The EU notes with great concern that violence against women and children and discriminatory traditional practices continue. We encourage the Government of Afghanistan to do all that it can to investigate and prosecute cases of self-immolation, violence against children, forced marriages and honour-related killings. We encourage President Karzai to present to his cabinet the National Action Plan for the Women of Afghanistan for endorsement and implementation, completed by the Government in the pursuance of the benchmarks set by the Compact and ANDS.

In addition to its leading role in the reconstruction effort, the EU is a major source of humanitarian assistance to the people affected by the Afghan crisis both in Afghanistan and in neighboring Pakistan and Iran. EU member states and the European Community are also actively involved in the provision of emergency and relief assistance. Total EU contributions for 2002-2006 amounted to EUR 627.5 million. The EU also expresses its concern about the recent attacks against the AIHRC and its Chairman by a significant number of members of the Parliament. We urge the Afghan authorities to ensure the security of the members of this Commission and provide necessary conditions for them to fulfill their mission. The EU also stresses that the national peace and reconciliation process must be conducted in a way fully compatible with the need to fight against impunity and ensure justice for past crimes and serious violations of Human Rights.

- **What to do**:
**a)** In the EU statement on Afghanistan, condense the paragraph beginning "The EU notes with great concern" into a short list that keeps its main facts.
**b)** According to the EU statement on Afghanistan, what was the total of EU contributions for 2002-2006?
Draw only on the EU statement on Afghanistan above.

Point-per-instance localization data
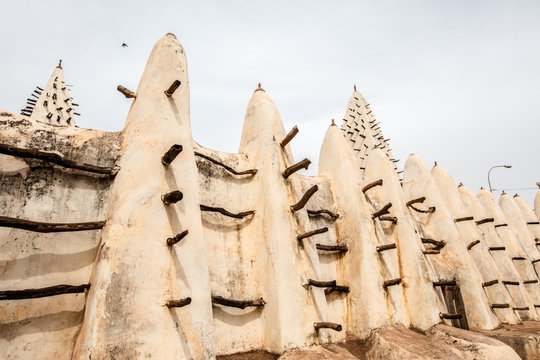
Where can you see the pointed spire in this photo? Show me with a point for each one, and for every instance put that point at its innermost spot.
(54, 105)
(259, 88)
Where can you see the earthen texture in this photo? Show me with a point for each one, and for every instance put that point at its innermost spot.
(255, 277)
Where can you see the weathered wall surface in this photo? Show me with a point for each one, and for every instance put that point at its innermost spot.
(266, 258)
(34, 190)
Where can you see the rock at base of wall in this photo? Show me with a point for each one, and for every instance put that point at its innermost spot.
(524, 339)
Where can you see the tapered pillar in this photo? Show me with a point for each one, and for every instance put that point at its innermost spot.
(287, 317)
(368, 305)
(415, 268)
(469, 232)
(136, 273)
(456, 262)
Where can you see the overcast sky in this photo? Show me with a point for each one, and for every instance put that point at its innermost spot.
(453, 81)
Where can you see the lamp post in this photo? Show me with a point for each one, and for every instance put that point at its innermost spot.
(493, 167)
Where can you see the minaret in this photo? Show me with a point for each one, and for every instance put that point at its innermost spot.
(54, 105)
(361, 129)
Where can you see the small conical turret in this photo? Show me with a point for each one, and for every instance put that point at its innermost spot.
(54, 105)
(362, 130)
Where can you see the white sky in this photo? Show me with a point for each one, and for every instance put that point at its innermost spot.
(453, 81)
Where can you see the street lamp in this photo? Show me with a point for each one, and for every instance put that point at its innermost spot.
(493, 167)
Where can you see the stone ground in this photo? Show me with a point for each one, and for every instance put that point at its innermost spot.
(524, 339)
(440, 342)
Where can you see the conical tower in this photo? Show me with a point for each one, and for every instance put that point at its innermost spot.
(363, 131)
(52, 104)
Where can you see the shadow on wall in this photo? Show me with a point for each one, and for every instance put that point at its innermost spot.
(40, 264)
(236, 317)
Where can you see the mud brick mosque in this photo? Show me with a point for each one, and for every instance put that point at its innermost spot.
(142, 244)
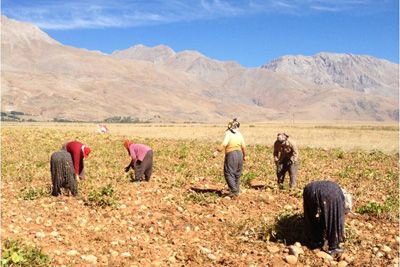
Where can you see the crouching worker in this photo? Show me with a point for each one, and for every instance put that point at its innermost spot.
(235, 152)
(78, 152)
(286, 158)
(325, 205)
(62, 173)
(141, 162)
--
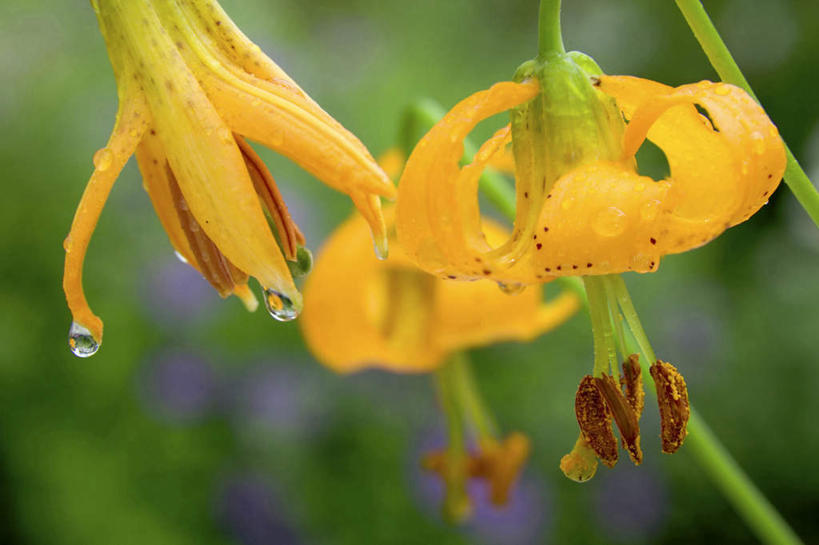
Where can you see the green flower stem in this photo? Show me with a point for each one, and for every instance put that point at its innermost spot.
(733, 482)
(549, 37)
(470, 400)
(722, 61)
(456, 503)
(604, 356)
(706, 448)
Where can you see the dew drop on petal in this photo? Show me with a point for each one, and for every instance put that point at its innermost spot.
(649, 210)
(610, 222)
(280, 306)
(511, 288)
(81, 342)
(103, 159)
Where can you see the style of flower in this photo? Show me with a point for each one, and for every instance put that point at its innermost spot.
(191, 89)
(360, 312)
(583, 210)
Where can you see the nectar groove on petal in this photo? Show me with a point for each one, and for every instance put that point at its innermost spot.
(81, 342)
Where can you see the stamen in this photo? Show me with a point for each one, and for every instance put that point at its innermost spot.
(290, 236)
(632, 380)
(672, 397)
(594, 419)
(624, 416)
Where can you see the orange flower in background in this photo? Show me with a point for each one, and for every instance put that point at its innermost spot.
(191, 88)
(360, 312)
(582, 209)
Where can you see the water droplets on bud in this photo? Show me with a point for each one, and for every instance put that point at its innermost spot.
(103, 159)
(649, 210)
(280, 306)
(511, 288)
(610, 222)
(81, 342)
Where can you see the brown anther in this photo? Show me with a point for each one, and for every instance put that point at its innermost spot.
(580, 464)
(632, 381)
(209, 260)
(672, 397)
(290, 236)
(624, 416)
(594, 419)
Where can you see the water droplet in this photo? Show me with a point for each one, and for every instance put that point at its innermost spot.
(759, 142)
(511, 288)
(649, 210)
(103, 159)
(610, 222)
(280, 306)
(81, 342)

- **Answers to the exercise**:
**a)**
- The EU is deeply concerned that violence against women and children and discriminatory traditional practices persist.
- It urges the Afghan Government to investigate and prosecute self-immolation, violence against children, forced marriages and honor-related killings.
- It asks President Karzai to bring the National Action Plan for the Women of Afghanistan to his cabinet for endorsement and implementation. The Government completed this plan under the benchmarks of the Compact and ANDS.

**b)** EUR 627.5 million.